### Task list
a: Answer these questions about the leishmaniasis text, one per line:
(i) What new oral medication emerged?
(ii) Why do patients with PKDL often not seek treatment?
(iii) What is thought to be the largest reservoir of the Leishmania parasite?
b: Return the part of the leishmaniasis text that opens with the words containing "Only a small" and closes with "asymptomatic VL patients.", copied exactly.
c: Resume the leishmaniasis text from where it stops.

### Text
· · · · · · ·

That crisis resulted in the development of less toxic drugs: the antifungal drug amphotericin B was employed to fight VL and a new oral medication, miltefosine, emerged. Unfortunately, miltefosine requires a lengthy course and, despite its relatively recent introduction, high relapse rates are being reported.
A relapsed patient is a reservoir of parasite. Following successful treatment patients can relapse in two different ways. In one, the traditional symptoms of VL can recur from weeks to years post-treatment.
In the other, the patient will develop ‘post kala-azar dermal leishmaniasis’ ( PKDL). Here the Leishmania parasite recurs in great numbers in macules and nodules that can cover a wide expanse of skin. PKDL is not uncomfortable, so patients often will not seek treatment, providing an important reservoir for infection.
Although PKDL is easily detected by trained health professionals, its treatment regime is ► long, arduous and toxic. Compliance levels are poor and there remains much room for development.
Only a small fraction of infections result in clinical VL. So, the largest reservoir of Leishmania parasite is thought to be asymptomatic VL patients.
Even with active case finding, detection and effective treatment of clinical VL, there will still be little impact on transmission due to the high prevalence of asymptomatic VL as a parasite source for the sand fly vector. Subclinical VL patients are not easy to identify. Until diagnostic testing improves and appropriate minimally toxic treatment regimes are identified, treating subclinical VL will not be a feasible control strategy.
Given that we are currently far away from the mass drug administration programmes effective for many other NTDs, the only alternative to bring about elimination would be vaccination. However, the holy grail of an antileishmanial vaccine is still in the developmental stages.

· · · · · · ·

### Recorded information
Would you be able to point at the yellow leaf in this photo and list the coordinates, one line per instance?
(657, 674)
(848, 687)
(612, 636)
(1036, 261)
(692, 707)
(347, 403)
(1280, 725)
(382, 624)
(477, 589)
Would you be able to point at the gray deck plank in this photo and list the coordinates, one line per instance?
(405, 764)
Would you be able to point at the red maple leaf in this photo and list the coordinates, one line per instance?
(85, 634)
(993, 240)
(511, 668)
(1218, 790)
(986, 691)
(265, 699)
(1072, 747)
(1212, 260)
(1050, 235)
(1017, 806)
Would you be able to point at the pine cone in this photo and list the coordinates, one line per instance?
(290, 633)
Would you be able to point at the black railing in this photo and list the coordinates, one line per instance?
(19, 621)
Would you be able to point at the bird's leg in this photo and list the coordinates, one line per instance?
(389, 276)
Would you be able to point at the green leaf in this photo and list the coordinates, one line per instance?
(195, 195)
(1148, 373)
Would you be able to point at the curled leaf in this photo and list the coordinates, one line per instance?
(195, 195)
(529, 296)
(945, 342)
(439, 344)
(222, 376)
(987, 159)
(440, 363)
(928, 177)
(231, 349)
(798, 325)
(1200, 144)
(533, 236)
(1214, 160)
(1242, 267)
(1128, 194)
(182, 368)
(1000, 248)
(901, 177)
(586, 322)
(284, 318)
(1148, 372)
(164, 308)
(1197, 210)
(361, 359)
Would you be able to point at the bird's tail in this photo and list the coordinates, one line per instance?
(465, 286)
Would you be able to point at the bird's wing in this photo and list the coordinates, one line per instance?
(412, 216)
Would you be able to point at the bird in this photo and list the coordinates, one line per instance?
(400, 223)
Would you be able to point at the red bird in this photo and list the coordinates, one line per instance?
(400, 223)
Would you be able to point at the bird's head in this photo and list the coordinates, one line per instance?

· · · · · · ·

### Results of the tasks
a:
(i) Miltefosine.
(ii) PKDL is not uncomfortable.
(iii) Asymptomatic VL patients.

b:
Only a small fraction of infections result in clinical VL. So, the largest reservoir of Leishmania parasite is thought to be asymptomatic VL patients.

c:
With these significant issues in reservoir control, vector control is paramount. In the 1950s and 1960s in India, an indoor residual spraying (IRS) programme for malaria almost eliminated VL due to the secondary effect of the insecticide DDT on sand flies.
Traditional IRS programmes are in progress around the world. Although effective, they are meeting with issues of sand fly resistance to DDT and, due to poor health education, lack of cultural acceptance.
The use of long lasting insecticidal bednets was shown to decrease incidence of VL in a trial in Sudan but a detailed trial in India looking at serological markers covering all stages of human disease as well as clinical VL, did not demonstrate any significant benefit. This contradiction throws up urgent research questions relating to sand fly feeding and breeding habits that need to be answered before vector control can be successful.
One solution could be an innovative approach to vector control which draws on more modern scientific methods.
A group in New Mexico have investigated the natural flora of the sand fly gut and found that paratransgenic manipulation of Bacillus subtilis alters the ability of the sand fly gut to support the growth of the Leishmania parasite and thus interrupts transmission. This promising method though is far from ready for the field and there are widespread ethical, ecological and environmental issues to be considered prior to implementation.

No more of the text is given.